▶ Activity A:
From the passage below, write out word for word the stretch that begins at the words "George eventually saw" and stops after the words "a dramatic one.".

▶ Text shown:

>>>

Our best example of how to be that person, shockingly, is Jesus. Time after time in story after story we see Jesus zero in on someone in a crowd. He spots Zacchaeus in the tree, tells him to come down, and invites himself to dinner. He engages the woman at the well. It is true that she is the only one there, but he engages her in conversation, shows her that he cares about her life, accepts her as she is. Then, when she is ready, he tells her that he is the Messiah, the Savior they have all been waiting for. It’s one of the few times he is that direct about it.

 

And we can become the kind of people who will walk across the room just like Jesus. It is about making a friend and having conversations.

 

The next question is whether you ever have contact with people who are living apart from God, or do we stay in are comfortable little circle?

 

It is natural for us to want to hang around with people we already know. I heard a story about a man named George who came to watch his son play soccer on a little league type team. There were people from his church there, so naturally he hung around with them, and they talked. After the game, they might all go out together to get something to eat. Nothing wrong with that.

 

One day, George got a nudge to get out of his comfort zone and help the coach, Brian, collect the soccer balls and other equipment after the game. He could have ignored the nudge. He probably had ignored it on previous occasions, but didn’t realize it. This time he did it. He started a conversation. He continued to do this through the rest of the season. George and Brian became friends. At one point, George invited Brian to church, and here is the interesting part of the story. Brian said “no.” It was direct, and it was firm, so much so that George knew if he asked again it might jeopardize the relationship, so George left it alone, and their friendship continued for several seasons, until George’s son aged out of that soccer league.

 

It was sometime after that when Brian contacted George. Things were going on in his life, and he needed someone to talk to. Because George had been a friend and didn’t push an agenda, it felt safe. Eventually Brian wanted to hear how Jesus could make a change in his life.

 

What is the moral of the story? We have to get to know people outside our normal circle. We have to stretch a little, get out of our comfort zone. Another point of the story is that even an emphatic no doesn’t necessarily mean “no forever,” but that is not an excuse to badger someone, and you’re not being asked to do that. We are asked to be a friend and follow the promptings of the Holy Spirit. All we can do is walk to the person when the Spirit says walk and talk when the Spirit says talk. We have to remember that it is really the Spirit is doing the work, not us.

 

George eventually saw a result, but we may not. We might be a step in someone’s journey. I see it like a stone thrown in a pond. The ripples circle outward. We may see their effect, but we may not. Even if we don’t see it, it doesn’t mean that there isn’t one, even a dramatic one.

<<<

▶ Activity B:
Return every one of the records below, unchanged and line for line, and leave the pictures out of your answer.

▶ The data:

>>>

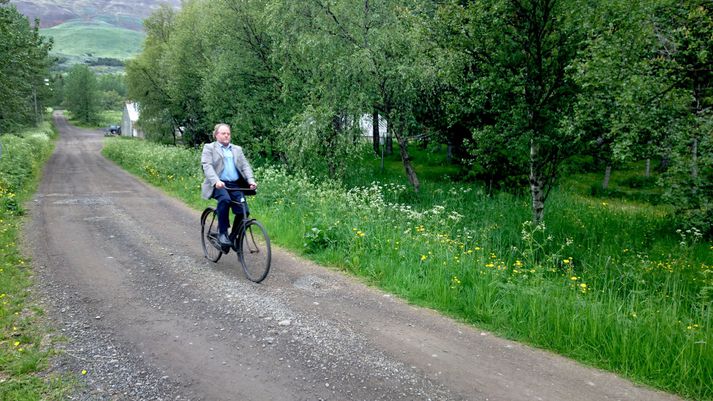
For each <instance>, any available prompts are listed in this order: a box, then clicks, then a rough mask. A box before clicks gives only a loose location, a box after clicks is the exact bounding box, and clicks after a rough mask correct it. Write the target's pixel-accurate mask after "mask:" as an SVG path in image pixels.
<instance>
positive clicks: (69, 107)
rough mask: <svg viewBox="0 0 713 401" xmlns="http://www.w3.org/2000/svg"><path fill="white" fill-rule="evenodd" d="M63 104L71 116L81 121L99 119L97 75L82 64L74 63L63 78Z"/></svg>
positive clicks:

<<<

▶ Written answer A:
George eventually saw a result, but we may not. We might be a step in someone’s journey. I see it like a stone thrown in a pond. The ripples circle outward. We may see their effect, but we may not. Even if we don’t see it, it doesn’t mean that there isn’t one, even a dramatic one.

▶ Written answer B:
For each <instance>, any available prompts are listed in this order: a box, then clicks, then a rough mask. A box before clicks gives only a loose location, a box after clicks is the exact bounding box, and clicks after a rough mask correct it. Write the target's pixel-accurate mask after "mask:" as an SVG path in image pixels.
<instance>
positive clicks: (69, 107)
rough mask: <svg viewBox="0 0 713 401" xmlns="http://www.w3.org/2000/svg"><path fill="white" fill-rule="evenodd" d="M63 104L71 116L81 121L99 119L97 75L82 64L74 63L63 78Z"/></svg>
positive clicks:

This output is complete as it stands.